**Aim of the task**
Type out the data below in its entirety, exactly as given.

Source data:
++++++++++

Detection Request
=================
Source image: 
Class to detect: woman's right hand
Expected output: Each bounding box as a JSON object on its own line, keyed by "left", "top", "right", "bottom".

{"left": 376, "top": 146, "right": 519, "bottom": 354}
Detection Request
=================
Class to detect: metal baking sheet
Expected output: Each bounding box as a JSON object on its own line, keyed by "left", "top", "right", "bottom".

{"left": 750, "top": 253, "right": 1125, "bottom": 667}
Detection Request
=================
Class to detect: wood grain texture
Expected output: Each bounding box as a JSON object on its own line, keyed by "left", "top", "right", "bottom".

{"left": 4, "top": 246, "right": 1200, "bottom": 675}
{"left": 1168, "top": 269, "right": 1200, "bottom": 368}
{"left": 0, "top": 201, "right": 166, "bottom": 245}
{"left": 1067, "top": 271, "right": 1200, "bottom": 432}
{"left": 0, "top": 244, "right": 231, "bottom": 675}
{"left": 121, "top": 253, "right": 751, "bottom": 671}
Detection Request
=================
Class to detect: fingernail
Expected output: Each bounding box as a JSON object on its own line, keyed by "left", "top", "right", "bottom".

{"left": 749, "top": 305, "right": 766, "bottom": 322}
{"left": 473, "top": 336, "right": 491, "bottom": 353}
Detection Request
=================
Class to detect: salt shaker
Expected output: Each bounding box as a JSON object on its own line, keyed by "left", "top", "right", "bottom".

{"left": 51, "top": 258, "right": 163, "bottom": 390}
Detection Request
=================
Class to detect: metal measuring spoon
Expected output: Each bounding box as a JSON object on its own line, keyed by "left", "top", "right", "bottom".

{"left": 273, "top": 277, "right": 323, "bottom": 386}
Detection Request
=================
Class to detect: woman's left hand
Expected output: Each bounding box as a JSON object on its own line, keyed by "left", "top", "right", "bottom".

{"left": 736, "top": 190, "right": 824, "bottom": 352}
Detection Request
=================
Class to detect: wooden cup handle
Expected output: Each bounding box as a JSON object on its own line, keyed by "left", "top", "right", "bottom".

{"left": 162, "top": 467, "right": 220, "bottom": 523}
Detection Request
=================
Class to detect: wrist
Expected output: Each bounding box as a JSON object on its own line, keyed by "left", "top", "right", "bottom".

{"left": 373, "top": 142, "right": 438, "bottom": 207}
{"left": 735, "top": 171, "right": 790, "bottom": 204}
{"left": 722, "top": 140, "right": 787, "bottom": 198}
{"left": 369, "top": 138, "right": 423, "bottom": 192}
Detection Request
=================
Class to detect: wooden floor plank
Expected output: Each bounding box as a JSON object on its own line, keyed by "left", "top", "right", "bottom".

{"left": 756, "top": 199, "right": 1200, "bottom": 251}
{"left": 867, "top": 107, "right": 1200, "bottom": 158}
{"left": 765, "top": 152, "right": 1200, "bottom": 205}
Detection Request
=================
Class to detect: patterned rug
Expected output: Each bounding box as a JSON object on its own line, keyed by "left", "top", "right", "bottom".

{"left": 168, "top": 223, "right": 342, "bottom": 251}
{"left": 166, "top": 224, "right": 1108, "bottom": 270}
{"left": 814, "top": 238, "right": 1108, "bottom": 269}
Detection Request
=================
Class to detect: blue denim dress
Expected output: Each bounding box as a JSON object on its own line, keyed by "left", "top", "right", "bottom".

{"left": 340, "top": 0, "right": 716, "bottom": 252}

++++++++++

**Result of this exercise**
Detection Request
=================
Source image: 
Class to detect: woman's right hand
Expected output: Each bounding box as a JSON object on its own line, keyed by "left", "top", "right", "bottom".

{"left": 376, "top": 146, "right": 519, "bottom": 354}
Detection Request
=================
Class to detect: metal baking sheet
Expected output: Each bounding box as a JSON object on its own line, keyed by "left", "top", "right", "bottom".

{"left": 750, "top": 253, "right": 1125, "bottom": 667}
Detection Request
=================
Class to detect: wood grain texture
Expected output: Each bounding box as a JSON object on its own line, keyed by "left", "top", "right", "bottom".

{"left": 4, "top": 246, "right": 1200, "bottom": 675}
{"left": 1168, "top": 269, "right": 1200, "bottom": 368}
{"left": 0, "top": 201, "right": 166, "bottom": 245}
{"left": 1067, "top": 271, "right": 1200, "bottom": 432}
{"left": 0, "top": 244, "right": 231, "bottom": 675}
{"left": 121, "top": 253, "right": 751, "bottom": 671}
Detection Request
=================
Class to detect: fingernail
Expected output: Each bounding box as a JSON object on its own line, keyed by "left", "top", "right", "bottom".

{"left": 749, "top": 305, "right": 766, "bottom": 322}
{"left": 473, "top": 336, "right": 491, "bottom": 353}
Detection Request
=================
Class to detect: salt shaker
Expected output: Each bounding box as a JSON object on its own line, keyed by "left", "top", "right", "bottom".

{"left": 51, "top": 258, "right": 163, "bottom": 390}
Detection Request
=================
Class to detect: metal measuring spoon
Expected output: Each bounding box as a JSON object on its own line, keyed by "left", "top", "right", "bottom".

{"left": 273, "top": 277, "right": 323, "bottom": 386}
Detection Request
=================
Class to detect: woman's left hand
Expected output: Each bounding box as a JSON object on its own line, keyed by "left", "top", "right", "bottom".

{"left": 736, "top": 190, "right": 824, "bottom": 352}
Detection Request
=================
Class to detect: wooden cup handle
Expected output: Each bounding box as a JSON object on its own line, keyed by "left", "top", "right", "bottom".

{"left": 162, "top": 467, "right": 220, "bottom": 523}
Detection Request
=================
Class to detect: wrist
Expected output: Each bounding box as a JSON object on its own line, keyed by "left", "top", "right", "bottom".

{"left": 373, "top": 142, "right": 438, "bottom": 207}
{"left": 735, "top": 171, "right": 790, "bottom": 204}
{"left": 722, "top": 140, "right": 787, "bottom": 198}
{"left": 369, "top": 138, "right": 423, "bottom": 192}
Detection Request
=================
Class to detect: wooden floor plank
Expected output: Each bounding box as a JSON object on its own line, keyed by "left", "top", "right", "bottom".

{"left": 756, "top": 199, "right": 1200, "bottom": 251}
{"left": 867, "top": 107, "right": 1200, "bottom": 158}
{"left": 765, "top": 152, "right": 1200, "bottom": 205}
Detection Request
=================
Class to detect: patterned rug
Expected output: Each bounding box as a JSON object on its own line, keyed by "left", "top", "right", "bottom".

{"left": 168, "top": 223, "right": 342, "bottom": 251}
{"left": 166, "top": 224, "right": 1108, "bottom": 270}
{"left": 814, "top": 238, "right": 1108, "bottom": 269}
Detection Request
=================
Class to detect: blue denim dress
Expected output: Each bounding box as a JSON object on its own line, keyed by "left", "top", "right", "bottom".

{"left": 340, "top": 0, "right": 716, "bottom": 252}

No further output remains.